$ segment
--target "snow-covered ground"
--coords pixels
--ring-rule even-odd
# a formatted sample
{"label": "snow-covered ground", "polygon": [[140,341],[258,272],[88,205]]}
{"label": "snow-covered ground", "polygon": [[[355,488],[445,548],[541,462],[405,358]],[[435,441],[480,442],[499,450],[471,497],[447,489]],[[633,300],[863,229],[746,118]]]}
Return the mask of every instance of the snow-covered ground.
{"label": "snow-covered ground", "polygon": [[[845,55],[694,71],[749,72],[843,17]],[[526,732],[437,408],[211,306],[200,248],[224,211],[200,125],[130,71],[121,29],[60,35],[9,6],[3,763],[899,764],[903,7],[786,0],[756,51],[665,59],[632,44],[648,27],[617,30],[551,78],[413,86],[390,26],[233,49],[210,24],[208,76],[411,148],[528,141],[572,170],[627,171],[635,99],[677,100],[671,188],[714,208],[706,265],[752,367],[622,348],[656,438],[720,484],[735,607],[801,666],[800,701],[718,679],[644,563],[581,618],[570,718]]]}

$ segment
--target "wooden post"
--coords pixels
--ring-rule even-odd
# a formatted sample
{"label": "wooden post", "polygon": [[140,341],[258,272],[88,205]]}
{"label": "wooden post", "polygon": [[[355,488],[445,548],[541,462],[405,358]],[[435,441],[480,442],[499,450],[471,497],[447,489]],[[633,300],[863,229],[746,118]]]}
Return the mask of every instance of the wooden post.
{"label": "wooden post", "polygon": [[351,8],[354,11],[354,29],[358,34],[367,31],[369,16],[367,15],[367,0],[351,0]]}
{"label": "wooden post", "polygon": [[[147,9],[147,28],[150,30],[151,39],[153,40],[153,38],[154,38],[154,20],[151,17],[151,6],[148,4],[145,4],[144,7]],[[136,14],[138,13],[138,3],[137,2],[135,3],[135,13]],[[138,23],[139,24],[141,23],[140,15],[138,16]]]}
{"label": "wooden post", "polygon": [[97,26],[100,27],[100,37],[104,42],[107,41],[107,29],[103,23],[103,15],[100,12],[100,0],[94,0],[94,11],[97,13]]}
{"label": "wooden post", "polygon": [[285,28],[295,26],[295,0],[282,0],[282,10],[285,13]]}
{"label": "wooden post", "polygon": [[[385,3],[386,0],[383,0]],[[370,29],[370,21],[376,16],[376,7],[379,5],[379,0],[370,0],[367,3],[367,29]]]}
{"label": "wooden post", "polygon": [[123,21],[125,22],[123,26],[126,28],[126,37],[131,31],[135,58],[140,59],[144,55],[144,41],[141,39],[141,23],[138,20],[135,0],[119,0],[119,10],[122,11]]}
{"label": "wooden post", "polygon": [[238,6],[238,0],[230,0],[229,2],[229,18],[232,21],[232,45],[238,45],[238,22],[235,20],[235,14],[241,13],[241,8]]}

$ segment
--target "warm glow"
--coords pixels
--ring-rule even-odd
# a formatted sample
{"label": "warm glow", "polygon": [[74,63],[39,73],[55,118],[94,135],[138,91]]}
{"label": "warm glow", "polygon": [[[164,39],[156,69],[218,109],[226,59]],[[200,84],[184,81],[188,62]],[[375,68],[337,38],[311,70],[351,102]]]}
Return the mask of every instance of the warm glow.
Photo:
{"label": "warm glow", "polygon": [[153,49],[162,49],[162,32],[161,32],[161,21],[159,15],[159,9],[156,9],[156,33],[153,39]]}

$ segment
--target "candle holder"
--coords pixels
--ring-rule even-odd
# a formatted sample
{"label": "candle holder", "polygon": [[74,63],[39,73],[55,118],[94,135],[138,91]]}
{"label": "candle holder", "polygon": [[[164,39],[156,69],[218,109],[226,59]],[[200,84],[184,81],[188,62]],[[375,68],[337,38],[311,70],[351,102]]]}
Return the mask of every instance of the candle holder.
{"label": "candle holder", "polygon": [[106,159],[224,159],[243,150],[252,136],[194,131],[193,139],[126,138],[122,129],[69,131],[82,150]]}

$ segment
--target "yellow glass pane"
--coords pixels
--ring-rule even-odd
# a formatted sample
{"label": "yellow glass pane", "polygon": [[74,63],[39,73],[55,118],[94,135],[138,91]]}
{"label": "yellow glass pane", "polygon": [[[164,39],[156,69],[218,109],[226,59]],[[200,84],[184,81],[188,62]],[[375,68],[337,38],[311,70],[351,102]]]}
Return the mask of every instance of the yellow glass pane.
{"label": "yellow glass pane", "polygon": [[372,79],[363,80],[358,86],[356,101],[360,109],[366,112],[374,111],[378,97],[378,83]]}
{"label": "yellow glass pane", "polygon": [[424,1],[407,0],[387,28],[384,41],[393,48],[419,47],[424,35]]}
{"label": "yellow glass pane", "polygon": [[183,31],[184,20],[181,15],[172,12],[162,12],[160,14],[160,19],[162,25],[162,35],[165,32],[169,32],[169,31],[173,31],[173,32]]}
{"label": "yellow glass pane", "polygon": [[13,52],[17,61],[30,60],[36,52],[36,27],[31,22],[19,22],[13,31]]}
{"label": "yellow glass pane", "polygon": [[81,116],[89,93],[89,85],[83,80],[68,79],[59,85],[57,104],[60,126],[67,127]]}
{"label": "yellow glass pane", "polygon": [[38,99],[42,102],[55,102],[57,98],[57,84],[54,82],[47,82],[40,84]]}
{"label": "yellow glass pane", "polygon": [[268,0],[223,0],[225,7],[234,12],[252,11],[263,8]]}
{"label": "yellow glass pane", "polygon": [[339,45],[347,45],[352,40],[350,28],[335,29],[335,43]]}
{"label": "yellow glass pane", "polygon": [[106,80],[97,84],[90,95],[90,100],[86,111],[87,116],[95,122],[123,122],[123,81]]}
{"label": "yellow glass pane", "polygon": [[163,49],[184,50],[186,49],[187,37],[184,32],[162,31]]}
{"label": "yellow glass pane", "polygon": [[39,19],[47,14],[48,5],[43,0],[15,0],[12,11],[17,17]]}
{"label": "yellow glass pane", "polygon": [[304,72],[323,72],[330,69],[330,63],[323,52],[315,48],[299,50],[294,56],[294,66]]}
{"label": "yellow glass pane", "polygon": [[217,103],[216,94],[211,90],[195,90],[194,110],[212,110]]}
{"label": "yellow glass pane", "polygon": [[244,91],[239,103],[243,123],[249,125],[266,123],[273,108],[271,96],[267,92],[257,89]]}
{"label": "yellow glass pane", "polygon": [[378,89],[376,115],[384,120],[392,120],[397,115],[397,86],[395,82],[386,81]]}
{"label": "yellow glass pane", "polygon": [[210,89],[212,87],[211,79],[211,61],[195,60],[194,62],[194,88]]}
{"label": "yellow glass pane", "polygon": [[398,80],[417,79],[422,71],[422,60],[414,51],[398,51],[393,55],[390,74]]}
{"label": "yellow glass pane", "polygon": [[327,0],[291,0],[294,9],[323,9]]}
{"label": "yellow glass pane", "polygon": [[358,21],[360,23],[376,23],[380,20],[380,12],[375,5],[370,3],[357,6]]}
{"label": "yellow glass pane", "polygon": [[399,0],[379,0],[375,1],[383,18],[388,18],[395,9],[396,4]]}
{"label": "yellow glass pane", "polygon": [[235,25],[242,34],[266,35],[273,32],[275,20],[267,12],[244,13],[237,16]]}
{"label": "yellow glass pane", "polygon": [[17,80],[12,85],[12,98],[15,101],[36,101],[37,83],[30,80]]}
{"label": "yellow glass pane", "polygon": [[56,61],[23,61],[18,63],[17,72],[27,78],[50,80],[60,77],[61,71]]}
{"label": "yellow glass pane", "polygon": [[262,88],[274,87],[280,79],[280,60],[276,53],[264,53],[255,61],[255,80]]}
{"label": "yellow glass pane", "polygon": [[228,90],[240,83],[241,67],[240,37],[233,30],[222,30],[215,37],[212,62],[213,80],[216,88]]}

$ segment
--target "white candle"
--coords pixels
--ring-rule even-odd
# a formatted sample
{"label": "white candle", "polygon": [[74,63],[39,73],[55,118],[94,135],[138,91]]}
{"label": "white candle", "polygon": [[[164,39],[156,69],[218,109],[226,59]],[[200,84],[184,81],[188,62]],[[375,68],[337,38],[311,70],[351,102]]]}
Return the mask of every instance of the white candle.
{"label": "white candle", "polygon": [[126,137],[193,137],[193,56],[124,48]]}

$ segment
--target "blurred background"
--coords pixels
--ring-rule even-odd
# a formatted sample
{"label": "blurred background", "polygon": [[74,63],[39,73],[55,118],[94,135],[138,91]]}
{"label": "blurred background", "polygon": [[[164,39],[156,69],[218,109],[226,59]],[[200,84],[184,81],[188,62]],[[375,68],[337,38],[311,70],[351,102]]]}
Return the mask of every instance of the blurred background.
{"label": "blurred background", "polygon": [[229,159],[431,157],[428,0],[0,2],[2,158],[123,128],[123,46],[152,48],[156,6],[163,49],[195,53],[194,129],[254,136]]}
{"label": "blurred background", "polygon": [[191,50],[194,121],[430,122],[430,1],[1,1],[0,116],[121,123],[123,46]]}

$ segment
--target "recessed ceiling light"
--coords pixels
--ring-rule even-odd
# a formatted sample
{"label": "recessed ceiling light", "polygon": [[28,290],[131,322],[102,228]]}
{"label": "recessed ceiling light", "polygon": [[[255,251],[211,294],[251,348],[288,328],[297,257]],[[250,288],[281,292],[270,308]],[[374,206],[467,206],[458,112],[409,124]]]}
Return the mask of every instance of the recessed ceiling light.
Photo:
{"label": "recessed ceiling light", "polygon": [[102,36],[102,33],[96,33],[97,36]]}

****************************************

# What you need to do:
Write the number of lines in the data above that contain "target", adding no other words.

# Solution below:
8